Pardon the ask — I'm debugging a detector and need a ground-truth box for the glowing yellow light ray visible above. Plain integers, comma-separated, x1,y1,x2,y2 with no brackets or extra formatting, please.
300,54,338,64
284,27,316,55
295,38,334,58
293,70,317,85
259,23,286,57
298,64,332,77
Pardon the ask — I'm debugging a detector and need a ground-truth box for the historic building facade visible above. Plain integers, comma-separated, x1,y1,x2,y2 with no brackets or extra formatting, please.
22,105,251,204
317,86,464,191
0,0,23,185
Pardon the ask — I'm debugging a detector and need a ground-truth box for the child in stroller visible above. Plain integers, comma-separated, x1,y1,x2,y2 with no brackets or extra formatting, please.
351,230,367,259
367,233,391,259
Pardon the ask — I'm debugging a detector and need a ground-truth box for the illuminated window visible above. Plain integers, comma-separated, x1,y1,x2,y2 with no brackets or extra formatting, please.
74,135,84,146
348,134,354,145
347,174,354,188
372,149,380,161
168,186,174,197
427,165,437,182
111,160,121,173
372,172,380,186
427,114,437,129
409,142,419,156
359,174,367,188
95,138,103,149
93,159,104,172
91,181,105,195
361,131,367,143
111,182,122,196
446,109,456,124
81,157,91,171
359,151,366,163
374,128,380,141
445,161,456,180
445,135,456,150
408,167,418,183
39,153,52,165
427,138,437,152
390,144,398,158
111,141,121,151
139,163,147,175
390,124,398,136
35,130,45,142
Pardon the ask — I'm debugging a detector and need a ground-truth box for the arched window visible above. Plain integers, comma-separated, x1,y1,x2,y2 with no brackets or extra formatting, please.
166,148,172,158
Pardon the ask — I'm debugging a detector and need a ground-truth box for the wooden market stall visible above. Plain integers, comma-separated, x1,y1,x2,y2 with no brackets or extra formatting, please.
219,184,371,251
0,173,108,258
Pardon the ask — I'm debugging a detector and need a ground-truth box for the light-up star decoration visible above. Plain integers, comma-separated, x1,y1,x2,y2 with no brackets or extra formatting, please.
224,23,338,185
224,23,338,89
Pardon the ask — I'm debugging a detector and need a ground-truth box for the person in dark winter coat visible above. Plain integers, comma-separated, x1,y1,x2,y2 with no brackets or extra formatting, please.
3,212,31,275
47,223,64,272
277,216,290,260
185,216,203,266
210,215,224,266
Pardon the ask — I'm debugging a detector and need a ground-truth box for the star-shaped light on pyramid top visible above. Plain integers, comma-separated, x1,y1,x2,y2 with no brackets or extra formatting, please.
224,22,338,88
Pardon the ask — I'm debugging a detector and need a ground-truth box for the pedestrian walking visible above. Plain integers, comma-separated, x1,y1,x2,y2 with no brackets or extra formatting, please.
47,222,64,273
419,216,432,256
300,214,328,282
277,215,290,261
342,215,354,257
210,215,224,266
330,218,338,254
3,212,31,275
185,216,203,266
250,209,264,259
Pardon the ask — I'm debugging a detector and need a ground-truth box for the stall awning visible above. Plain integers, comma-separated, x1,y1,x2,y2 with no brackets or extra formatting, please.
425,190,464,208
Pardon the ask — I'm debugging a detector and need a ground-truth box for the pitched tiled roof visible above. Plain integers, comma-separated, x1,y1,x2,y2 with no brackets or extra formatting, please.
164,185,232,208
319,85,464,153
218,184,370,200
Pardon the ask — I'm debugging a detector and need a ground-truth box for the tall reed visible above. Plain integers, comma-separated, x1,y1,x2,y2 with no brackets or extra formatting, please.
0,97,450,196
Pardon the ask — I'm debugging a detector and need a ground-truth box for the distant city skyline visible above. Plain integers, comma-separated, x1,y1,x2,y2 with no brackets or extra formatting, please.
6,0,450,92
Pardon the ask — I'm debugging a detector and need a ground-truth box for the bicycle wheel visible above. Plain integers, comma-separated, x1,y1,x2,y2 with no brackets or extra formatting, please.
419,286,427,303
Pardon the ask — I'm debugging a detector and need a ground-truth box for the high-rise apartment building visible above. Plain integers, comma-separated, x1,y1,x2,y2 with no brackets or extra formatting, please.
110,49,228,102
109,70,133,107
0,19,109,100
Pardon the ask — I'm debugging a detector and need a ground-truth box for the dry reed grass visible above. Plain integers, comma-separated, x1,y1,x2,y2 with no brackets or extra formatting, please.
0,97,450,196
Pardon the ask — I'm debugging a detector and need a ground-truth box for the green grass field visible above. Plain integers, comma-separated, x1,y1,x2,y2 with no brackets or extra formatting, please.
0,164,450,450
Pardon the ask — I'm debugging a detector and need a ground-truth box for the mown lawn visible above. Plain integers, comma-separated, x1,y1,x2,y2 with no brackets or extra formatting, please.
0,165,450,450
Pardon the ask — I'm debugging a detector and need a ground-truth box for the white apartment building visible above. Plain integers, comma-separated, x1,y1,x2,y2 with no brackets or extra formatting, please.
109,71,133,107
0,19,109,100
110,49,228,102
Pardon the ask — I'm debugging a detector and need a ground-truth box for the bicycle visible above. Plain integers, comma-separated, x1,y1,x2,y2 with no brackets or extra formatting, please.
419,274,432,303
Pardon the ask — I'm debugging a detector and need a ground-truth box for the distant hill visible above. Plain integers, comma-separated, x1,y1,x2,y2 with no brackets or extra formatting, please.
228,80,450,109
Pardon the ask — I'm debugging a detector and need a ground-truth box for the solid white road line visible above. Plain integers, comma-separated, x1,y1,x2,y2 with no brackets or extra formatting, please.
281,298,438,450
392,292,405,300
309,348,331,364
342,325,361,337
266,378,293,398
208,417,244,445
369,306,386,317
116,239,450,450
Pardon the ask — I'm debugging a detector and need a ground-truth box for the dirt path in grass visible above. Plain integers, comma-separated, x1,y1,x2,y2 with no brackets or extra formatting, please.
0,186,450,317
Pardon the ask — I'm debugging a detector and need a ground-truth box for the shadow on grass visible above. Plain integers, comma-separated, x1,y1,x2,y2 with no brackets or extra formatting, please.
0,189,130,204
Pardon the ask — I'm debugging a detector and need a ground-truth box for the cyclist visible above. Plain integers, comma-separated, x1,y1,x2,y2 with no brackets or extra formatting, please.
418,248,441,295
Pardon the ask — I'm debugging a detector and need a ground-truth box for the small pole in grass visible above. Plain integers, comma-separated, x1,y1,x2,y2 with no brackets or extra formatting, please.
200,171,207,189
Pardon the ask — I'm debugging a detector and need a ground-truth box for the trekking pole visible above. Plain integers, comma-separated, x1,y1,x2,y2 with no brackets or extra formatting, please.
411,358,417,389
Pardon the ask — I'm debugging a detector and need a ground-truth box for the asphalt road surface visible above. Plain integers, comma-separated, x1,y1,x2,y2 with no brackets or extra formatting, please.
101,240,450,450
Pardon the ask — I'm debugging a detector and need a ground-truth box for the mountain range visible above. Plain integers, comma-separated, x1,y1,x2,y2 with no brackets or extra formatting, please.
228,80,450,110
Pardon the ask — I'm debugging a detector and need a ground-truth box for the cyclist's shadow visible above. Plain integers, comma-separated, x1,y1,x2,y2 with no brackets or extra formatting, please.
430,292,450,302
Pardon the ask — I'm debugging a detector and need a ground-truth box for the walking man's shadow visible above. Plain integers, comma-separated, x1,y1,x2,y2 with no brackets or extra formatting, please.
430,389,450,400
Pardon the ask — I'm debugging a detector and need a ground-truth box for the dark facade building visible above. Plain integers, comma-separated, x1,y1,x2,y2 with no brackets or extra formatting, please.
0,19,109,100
- - - -
* _GIVEN PROBLEM_: Please present all of the items above as a numbered list, leaving out any blank lines.

* _TASK RESULT_:
1. Pardon the ask — I'm debugging a detector and need a ground-truth box for the glowing yellow light ray visible above. Plain integers, comma-separated, x1,y1,x2,y2 with no brackets or extra formatting, please.
2. 300,54,338,64
3. 284,27,316,55
4. 295,38,334,58
5. 293,70,317,85
6. 259,23,286,57
7. 298,64,332,77
8. Pardon the ask — I'm debugging a detector and need a ground-truth box for the historic building facade visible above. Plain integers, comma-separated, x1,y1,x2,y2 with no brackets or extra formatting, please.
9. 22,105,251,204
10. 317,86,464,191
11. 0,0,23,185
12. Pardon the ask — I'm debugging a detector and need a ground-truth box for the child in stroller visible above. Plain integers, comma-separated, x1,y1,x2,y2 with no brackets or extra formatting, please.
13. 351,230,367,259
14. 367,233,391,259
15. Pardon the ask — I'm debugging a detector and need a ground-truth box for the illuminated window visible above. Plain integers, comma-separated, x1,y1,x2,y2 with no brackets or extra formatting, please.
16. 74,135,84,146
17. 348,134,354,145
18. 347,174,354,188
19. 372,149,380,161
20. 168,186,174,197
21. 427,165,437,182
22. 111,160,121,173
23. 372,172,380,186
24. 427,114,437,129
25. 409,142,419,156
26. 359,174,367,188
27. 95,138,103,149
28. 93,159,104,172
29. 91,181,105,195
30. 361,131,367,143
31. 111,182,122,196
32. 446,109,456,124
33. 81,157,91,171
34. 359,151,366,163
35. 374,128,380,141
36. 445,161,456,180
37. 445,135,456,150
38. 408,167,418,183
39. 39,153,52,165
40. 427,138,437,152
41. 390,144,398,158
42. 111,141,121,151
43. 139,163,147,175
44. 390,124,398,136
45. 35,130,45,142
46. Pardon the ask — I'm debugging a detector and need a ground-truth box for the arched window visible above. Plain integers, comma-separated, x1,y1,x2,y2 with no brackets or extra formatting, please.
47. 166,148,172,158
48. Pardon the ask — I'm debugging a detector and need a ground-truth box for the wooden market stall visible above. Plain integers, comma-separated, x1,y1,x2,y2 with no brackets or extra formatting, please.
49. 219,184,371,251
50. 0,173,108,258
51. Pardon the ask — I'm debugging a detector and need a ground-truth box for the light-up star decoration visible above. Plain integers, comma-separated, x1,y1,x2,y2 with no brackets or extra formatting, please.
52. 224,23,338,185
53. 224,23,338,89
54. Pardon the ask — I'm debugging a detector and need a ground-truth box for the person in dark winter coat visible above. Plain integers, comma-separated, x1,y1,x2,y2 with no brackets or extra formatting, please.
55. 3,212,31,275
56. 47,223,64,272
57. 277,216,290,260
58. 185,216,203,266
59. 210,215,224,266
60. Pardon the ask — I'm debugging a detector and need a ground-truth box for the star-shaped light on pyramid top visible above. Plain integers, comma-separated, x1,y1,x2,y2 with no brackets or extra formatting, please.
61. 224,22,338,88
62. Pardon the ask — I'm debugging a detector and need a ground-truth box for the pedestrian walking visible above. Plain integers, comma-separated, x1,y1,x2,y2 with no brackets or extra formatting, please.
63. 47,222,64,273
64. 419,216,432,256
65. 300,214,328,282
66. 277,215,290,261
67. 342,215,354,257
68. 210,215,224,266
69. 330,218,338,254
70. 3,212,31,275
71. 185,216,203,266
72. 250,209,264,259
73. Pardon the ask — I'm debugging a detector and need a ground-truth box for the stall awning visible above. Plain integers, comma-separated, x1,y1,x2,y2 with no brackets or extra formatting, please.
74. 425,190,464,208
75. Pardon the ask — I'm debugging a detector and need a ground-truth box for the pitched tiled roof visible above. Plain integers, comma-separated, x1,y1,x2,y2 with no brackets or extra formatting, please.
76. 164,185,232,208
77. 319,85,464,153
78. 218,184,370,200
79. Pardon the ask — I'm debugging a detector and need a ground-truth box for the tall reed visible above. Plain integers, comma-separated, x1,y1,x2,y2 with no brackets or extra formatting, please.
80. 0,97,450,196
81. Pardon the ask — I'm debugging a detector and need a ground-truth box for the distant city skyline visible above. Plain integers, comma-separated, x1,y1,x2,y2 with no brackets or extra formatting, please.
82. 6,0,450,92
83. Pardon the ask — I'm debugging a detector and need a ground-truth box for the bicycle wheel visible above. Plain integers, comma-separated, x1,y1,x2,y2 with no brackets or extra formatting, please.
84. 419,286,427,303
85. Pardon the ask — I'm debugging a detector and need a ground-truth box for the high-rise apartment building visible above. Plain integers, comma-separated, x1,y1,x2,y2 with no brackets or extra formatting, please.
86. 110,49,228,102
87. 109,70,133,107
88. 0,19,109,100
89. Pardon the ask — I'm debugging a detector and need a ground-truth box for the dry reed grass visible above. Plain integers, comma-separated, x1,y1,x2,y2 with no brackets or extra formatting, please.
90. 0,97,450,196
91. Pardon the ask — I'm debugging a detector and need a ground-truth box for the green grass field visible above. Plain integers, comma-separated, x1,y1,x2,y2 with no brackets or extra formatting, please.
92. 0,164,450,450
93. Pardon the ask — I'm debugging a detector and need a ground-truth box for the mown lawn visible above. Plain integers, comma-separated, x1,y1,x2,y2 with no brackets or extra formatting, please.
94. 0,165,450,450
95. Pardon the ask — I'm debugging a detector and need a ground-truth box for the white apartment building visible above. Plain integers, comma-separated, x1,y1,x2,y2 with no brackets or extra formatting, please.
96. 109,71,133,107
97. 0,19,109,100
98. 110,49,228,102
99. Pardon the ask — I'm debugging a detector and need a ground-truth box for the bicycle visible above. Plain integers, comma-separated, x1,y1,x2,y2 with no brackets or extra formatting, please.
100. 419,274,432,303
101. Pardon the ask — I'm debugging a detector and need a ground-truth box for the distant hill visible above. Plain integers, comma-separated, x1,y1,x2,y2 with no brackets or extra formatting, please.
102. 228,80,450,109
103. Pardon the ask — I'm debugging a detector and need a ground-truth box for the solid white road line visible above. Plain integers, comma-separated, x1,y1,x2,y2 with no brackets or extra formatting, please.
104. 281,298,438,450
105. 392,292,405,300
106. 309,348,331,364
107. 342,325,361,337
108. 266,378,293,398
109. 208,417,244,445
110. 369,306,386,317
111. 116,239,450,450
112. Pardon the ask — I'm debugging a detector and need a ground-truth box for the dirt path in grass visible above. Plain integers, comma-separated, x1,y1,x2,y2 with no brackets or extra formatting, please.
113. 0,186,450,317
114. Pardon the ask — I'm debugging a detector and need a ground-truth box for the shadow on grass visible above. Plain integers, comma-separated, x1,y1,x2,y2 with no brackets or extra formatting, please.
115. 0,189,130,204
116. Pardon the ask — I'm debugging a detector and need a ground-truth box for the cyclist visible above. Plain integers, comma-separated, x1,y1,x2,y2 with no brackets or extra formatting, please.
117. 418,248,441,295
118. Pardon the ask — I'm debugging a detector and need a ground-truth box for the small pole in grass visible above. Plain integers, comma-separated, x1,y1,x2,y2 with no brackets or extra formatting, please.
119. 200,171,207,189
120. Pardon the ask — I'm debugging a detector and need a ground-truth box for the trekking pole visible above. Plain integers, comma-separated, x1,y1,x2,y2 with no brackets or extra formatting, please.
121. 411,358,417,389
122. Pardon the ask — I'm debugging a detector and need a ground-truth box for the asphalt road surface visible above. Plain integers, comma-separated, x1,y1,x2,y2 with no brackets or extra formatting, please.
123. 101,240,450,450
124. Pardon the ask — I'm debugging a detector and need a ground-truth box for the mountain range visible above. Plain integers, comma-separated, x1,y1,x2,y2 with no brackets or extra formatting, please.
125. 228,80,450,110
126. Pardon the ask — I'm debugging a detector and need a ground-truth box for the cyclist's shadow visible above. Plain integers, comma-separated, x1,y1,x2,y2 with no brackets or extra formatting, please.
127. 430,292,450,302
128. Pardon the ask — I'm debugging a detector and need a ground-truth box for the walking man's shadow visible above. Plain integers, comma-separated, x1,y1,x2,y2 with no brackets or extra formatting, please.
129. 430,389,450,400
130. Pardon the ask — I'm debugging a detector and need a ground-truth box for the dark facade building visible above. Plain integers, comma-separated, x1,y1,x2,y2 with no brackets or extra formatting, please.
131. 0,19,109,100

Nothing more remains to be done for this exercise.